[PROBLEM TO SOLVE]
In the rows below, switch every "marker" to "point". Reproduce the rows with nothing else altered.

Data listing
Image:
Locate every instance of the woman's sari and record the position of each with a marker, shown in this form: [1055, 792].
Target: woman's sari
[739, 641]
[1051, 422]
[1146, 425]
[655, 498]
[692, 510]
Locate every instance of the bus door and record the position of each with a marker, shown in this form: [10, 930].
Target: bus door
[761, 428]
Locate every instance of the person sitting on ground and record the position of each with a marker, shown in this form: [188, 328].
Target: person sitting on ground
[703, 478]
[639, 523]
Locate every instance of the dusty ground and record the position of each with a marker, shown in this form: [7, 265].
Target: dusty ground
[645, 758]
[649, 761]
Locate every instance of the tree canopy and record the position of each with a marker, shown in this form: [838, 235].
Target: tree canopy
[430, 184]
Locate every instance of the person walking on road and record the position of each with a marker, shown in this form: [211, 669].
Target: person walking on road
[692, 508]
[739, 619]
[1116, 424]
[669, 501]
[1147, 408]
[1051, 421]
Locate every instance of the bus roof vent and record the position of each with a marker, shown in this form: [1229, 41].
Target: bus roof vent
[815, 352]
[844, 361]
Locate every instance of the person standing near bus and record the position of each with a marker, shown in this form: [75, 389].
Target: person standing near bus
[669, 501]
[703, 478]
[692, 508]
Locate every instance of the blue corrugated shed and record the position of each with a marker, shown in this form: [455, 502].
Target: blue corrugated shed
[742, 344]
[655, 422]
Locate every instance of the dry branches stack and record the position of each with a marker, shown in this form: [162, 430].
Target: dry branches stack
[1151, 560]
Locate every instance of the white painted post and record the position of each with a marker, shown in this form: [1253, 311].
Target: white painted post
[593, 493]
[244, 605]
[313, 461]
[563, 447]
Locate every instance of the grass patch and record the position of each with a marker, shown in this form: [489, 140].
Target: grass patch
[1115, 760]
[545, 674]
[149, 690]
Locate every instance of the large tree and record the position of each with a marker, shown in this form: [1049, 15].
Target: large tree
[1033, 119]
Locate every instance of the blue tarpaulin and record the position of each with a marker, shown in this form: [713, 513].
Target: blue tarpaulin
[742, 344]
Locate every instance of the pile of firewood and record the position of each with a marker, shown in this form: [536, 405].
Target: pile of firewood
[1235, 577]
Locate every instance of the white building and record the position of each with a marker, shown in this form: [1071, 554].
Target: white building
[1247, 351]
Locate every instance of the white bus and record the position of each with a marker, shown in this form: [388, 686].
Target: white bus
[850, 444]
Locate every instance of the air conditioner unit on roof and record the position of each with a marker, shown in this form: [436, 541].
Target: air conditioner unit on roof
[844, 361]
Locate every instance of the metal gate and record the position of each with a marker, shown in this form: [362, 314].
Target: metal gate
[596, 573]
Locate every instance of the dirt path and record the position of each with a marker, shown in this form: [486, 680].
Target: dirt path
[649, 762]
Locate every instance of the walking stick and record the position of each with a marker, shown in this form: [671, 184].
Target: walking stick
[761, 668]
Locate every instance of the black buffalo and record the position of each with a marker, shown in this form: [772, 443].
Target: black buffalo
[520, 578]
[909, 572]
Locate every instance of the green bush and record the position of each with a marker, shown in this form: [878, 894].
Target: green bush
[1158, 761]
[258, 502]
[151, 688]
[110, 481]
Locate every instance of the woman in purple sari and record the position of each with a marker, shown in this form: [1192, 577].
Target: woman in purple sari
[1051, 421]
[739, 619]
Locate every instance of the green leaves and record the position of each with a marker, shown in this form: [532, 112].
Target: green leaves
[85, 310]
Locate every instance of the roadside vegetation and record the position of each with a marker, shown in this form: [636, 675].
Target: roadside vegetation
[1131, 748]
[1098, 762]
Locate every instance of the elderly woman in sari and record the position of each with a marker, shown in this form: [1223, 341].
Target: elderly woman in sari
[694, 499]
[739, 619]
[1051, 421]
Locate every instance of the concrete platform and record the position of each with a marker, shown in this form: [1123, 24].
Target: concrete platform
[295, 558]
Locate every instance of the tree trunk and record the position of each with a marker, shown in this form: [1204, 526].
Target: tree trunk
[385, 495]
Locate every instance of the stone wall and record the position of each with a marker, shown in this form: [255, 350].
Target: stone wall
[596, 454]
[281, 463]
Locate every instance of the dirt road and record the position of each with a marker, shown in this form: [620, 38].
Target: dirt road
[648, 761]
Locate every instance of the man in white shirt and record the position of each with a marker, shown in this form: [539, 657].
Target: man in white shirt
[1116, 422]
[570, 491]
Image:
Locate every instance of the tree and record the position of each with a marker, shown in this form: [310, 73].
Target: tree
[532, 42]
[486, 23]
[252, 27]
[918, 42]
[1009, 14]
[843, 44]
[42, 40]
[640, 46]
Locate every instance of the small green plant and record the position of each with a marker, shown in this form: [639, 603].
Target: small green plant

[EXERCISE ANSWER]
Image:
Locate every instance of the woman's sari and record the position of each with a point, shown in this form: [1055, 792].
Target: woman's sari
[739, 641]
[1051, 422]
[1146, 425]
[655, 498]
[692, 510]
Locate every instance of the bus door and record the position of each with a point, shown in this form: [10, 930].
Target: bus door
[761, 428]
Locate every instance of the person sitting on ground and record the position of each with a point, shown in this form: [188, 328].
Target: person sitting on ground
[703, 478]
[639, 523]
Locate every instance of the dusty ground and record the position of each with a point, shown in this form: [7, 265].
Target: dusty ground
[645, 758]
[649, 761]
Locate every instance of the tree canopy and record the position of each with a point, shown in this form: [838, 235].
Target: tree canopy
[430, 184]
Locate every instance of the person walking on road and record the position of each with a point, shown in this form: [211, 669].
Target: person walking on road
[692, 508]
[739, 619]
[1116, 424]
[669, 501]
[1147, 408]
[1051, 421]
Locate every instance of the bus roof vent and record the position of each with a point, shown in this form: [1229, 41].
Target: bus roof vent
[815, 352]
[844, 361]
Locate every instance of the person standing near bus and record the position of each with a point, shown in this form: [75, 389].
Target: person standing near bus
[669, 501]
[703, 478]
[692, 508]
Locate every instance of the blue corrugated shed and record the position of each with a point, shown in this form: [455, 502].
Target: blue corrugated shed
[742, 344]
[655, 422]
Locate every instance of the dry branches stack and record the position of each with a point, shown in this form: [162, 430].
Target: dry branches stack
[1151, 560]
Locate every instance of the white painted post and record the position of each with a point, shown in this form: [1253, 311].
Target: white painted post
[593, 493]
[244, 605]
[313, 461]
[563, 447]
Locate every instance of the grass patch and record the position of each with a point, shown in this form: [489, 140].
Target: grass patch
[1115, 760]
[545, 674]
[149, 690]
Locate every instance of the large tree and record the position of each with a point, shown in this form: [1049, 15].
Target: large tree
[1033, 119]
Locate every instance of the blue tarpaulin and record the position of each with a point, shown in this form: [713, 513].
Target: blue tarpaulin
[742, 344]
Locate every instance of the pile of firewood and record the position of each with a point, shown in this form: [536, 405].
Target: pile of firewood
[1235, 577]
Locate every instance of the white building and record the position of each with a point, shown in this form: [1071, 554].
Target: white building
[1247, 351]
Locate every instance of the white bus and record the position of each with a point, shown in this form: [388, 686].
Target: white bus
[850, 444]
Locate every instance of the air conditioner unit on roof and record the position of each with a point, shown in this form: [436, 541].
Target: air conditioner unit on roof
[844, 361]
Locate every instance of the metal gate and record the position of each with a point, shown in this form: [362, 314].
Target: metal gate
[596, 573]
Locate every instance of the dirt path and record the position of each with a point, shown in this form: [486, 680].
Target: dirt path
[649, 762]
Locate every instance of the walking stick and record the position of each with a point, shown in this form: [671, 184].
Target: walking stick
[761, 668]
Locate every instance of the black buffalo and record the position of each with a point, shown in this form: [772, 443].
Target: black buffalo
[520, 578]
[909, 572]
Locate every instance of the green bush and record the position of each with a point, shown in this form: [878, 894].
Target: green bush
[1158, 761]
[258, 502]
[151, 688]
[110, 481]
Locate every instance of the woman in purple sari and record the position of each with a point, shown in this form: [1192, 577].
Target: woman in purple sari
[1051, 421]
[739, 619]
Locate every instance of the green leaves and record the position of each with a point, shown in this form: [532, 112].
Target: green leaves
[85, 310]
Locate every instance of the roadside vegetation and record the position of each with a point, shown in this form: [636, 675].
Target: roadside vegetation
[1131, 748]
[1098, 762]
Locate every instance of the elderly woman in sari and record the position of each with a point, shown in this form: [1223, 341].
Target: elderly woman in sari
[694, 499]
[739, 619]
[1051, 421]
Locate every instance of the concrete platform and record the position of each with a point, shown in this form: [1123, 24].
Target: concrete platform
[295, 558]
Locate every instance of the tree trunk and record the position of each with a point, shown in this form: [1204, 526].
Target: tree trunk
[385, 495]
Locate every instance of the stone wall and record the position of each with a point, shown in this form: [255, 350].
Target: stone wall
[596, 454]
[281, 463]
Locate every instance of the dirt road and record the position of each with a point, shown in this form: [620, 38].
Target: dirt road
[648, 761]
Locate every instance of the man in white shirt and record the position of each with a point, shown in this form: [539, 657].
Target: man in white shirt
[1116, 422]
[570, 491]
Image:
Locate every instance of the tree and record the position of each with a point, shown in this form: [310, 73].
Target: tree
[532, 42]
[486, 23]
[252, 27]
[918, 42]
[1009, 14]
[843, 44]
[42, 40]
[640, 46]
Locate every instance of the small green plant and record the position of each with a point, shown in this form: [639, 603].
Target: small green plant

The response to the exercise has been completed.